→ **WHAT THE EXERCISE ASKS**:
Please count the lines of the records below that contain the string "lichen", treating uppercase and lowercase as different, and give only the number.

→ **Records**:
####################

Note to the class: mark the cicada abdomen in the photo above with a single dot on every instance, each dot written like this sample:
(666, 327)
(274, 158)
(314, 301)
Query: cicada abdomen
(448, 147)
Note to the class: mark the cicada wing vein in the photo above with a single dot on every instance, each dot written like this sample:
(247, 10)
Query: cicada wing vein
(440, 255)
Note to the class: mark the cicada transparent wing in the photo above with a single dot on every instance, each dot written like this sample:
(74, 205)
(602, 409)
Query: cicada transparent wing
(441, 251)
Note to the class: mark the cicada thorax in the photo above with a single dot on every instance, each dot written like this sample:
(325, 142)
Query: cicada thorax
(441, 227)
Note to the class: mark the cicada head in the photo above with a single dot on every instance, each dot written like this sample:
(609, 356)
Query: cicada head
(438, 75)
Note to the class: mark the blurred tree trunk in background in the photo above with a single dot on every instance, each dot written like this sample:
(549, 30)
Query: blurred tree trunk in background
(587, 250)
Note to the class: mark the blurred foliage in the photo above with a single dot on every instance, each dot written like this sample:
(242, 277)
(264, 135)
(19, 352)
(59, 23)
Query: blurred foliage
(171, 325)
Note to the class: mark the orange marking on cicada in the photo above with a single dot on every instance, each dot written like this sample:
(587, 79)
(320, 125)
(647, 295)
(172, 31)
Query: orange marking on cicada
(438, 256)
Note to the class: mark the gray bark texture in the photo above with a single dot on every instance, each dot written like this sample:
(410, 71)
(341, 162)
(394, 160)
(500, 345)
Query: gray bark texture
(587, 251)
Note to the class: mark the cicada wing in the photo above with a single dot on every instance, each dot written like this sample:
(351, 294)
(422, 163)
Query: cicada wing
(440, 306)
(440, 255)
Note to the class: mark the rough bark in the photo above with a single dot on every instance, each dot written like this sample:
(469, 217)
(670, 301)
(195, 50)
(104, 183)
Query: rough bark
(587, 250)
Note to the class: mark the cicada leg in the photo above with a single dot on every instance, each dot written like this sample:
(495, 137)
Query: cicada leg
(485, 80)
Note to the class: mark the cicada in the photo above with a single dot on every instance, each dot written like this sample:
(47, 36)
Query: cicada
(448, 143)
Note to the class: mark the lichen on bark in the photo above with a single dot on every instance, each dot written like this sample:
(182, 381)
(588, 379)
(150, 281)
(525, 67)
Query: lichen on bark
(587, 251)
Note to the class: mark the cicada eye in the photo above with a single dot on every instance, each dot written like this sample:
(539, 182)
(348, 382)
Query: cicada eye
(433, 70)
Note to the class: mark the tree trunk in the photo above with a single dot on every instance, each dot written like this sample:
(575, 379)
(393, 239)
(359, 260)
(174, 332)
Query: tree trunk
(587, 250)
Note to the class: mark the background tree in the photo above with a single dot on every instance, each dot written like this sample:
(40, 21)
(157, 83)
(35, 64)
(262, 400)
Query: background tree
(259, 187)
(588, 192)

####################

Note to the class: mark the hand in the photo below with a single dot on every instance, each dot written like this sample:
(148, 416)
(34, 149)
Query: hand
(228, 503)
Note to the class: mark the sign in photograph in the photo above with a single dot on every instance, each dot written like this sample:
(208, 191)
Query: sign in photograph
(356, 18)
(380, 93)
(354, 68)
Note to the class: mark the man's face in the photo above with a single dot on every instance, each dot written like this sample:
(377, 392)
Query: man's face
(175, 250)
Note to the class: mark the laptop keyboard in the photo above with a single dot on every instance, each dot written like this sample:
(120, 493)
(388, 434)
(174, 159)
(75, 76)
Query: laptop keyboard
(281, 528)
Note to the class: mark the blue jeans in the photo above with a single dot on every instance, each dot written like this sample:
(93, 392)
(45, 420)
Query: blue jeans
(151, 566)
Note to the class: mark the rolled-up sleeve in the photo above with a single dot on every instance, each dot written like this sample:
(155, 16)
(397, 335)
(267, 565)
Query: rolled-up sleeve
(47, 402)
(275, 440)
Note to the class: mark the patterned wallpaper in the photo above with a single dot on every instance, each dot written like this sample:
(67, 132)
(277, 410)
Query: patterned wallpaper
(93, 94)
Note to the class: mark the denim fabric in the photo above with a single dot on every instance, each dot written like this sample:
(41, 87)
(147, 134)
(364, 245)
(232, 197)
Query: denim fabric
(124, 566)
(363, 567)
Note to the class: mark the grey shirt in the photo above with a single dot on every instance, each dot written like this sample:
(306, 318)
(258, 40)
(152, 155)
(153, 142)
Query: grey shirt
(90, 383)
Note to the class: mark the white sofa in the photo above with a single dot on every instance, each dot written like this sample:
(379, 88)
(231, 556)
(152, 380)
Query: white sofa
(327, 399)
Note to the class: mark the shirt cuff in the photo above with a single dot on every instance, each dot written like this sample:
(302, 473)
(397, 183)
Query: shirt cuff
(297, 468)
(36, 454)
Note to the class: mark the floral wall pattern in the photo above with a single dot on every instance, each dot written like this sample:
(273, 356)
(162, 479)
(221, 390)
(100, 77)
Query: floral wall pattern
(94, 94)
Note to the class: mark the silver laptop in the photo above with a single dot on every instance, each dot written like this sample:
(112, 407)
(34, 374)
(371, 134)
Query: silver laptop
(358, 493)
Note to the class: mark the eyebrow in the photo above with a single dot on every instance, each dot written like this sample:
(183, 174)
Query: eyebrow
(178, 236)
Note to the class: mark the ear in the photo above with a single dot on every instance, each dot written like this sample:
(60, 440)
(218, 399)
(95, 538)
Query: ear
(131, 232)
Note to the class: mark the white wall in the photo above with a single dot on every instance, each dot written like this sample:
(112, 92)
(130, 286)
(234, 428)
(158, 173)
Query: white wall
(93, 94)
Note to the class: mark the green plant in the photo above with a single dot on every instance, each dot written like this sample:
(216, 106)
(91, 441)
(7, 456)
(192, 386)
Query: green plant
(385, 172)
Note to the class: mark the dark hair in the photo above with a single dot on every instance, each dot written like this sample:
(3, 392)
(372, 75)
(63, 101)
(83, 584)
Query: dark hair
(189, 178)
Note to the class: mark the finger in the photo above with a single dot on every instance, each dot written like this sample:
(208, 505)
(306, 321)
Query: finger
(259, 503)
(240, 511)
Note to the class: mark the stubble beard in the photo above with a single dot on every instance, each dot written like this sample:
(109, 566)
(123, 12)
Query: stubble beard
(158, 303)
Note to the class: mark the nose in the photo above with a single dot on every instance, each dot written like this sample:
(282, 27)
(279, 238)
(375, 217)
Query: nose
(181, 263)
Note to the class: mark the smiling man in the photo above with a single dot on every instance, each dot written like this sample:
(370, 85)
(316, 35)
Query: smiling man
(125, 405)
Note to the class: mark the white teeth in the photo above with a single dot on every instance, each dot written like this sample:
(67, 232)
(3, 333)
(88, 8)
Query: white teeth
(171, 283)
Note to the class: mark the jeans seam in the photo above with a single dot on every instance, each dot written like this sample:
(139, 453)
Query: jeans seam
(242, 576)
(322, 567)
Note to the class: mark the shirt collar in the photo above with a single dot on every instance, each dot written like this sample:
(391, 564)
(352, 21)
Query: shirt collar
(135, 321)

####################

→ **SOLUTION TO THIS EXERCISE**:
2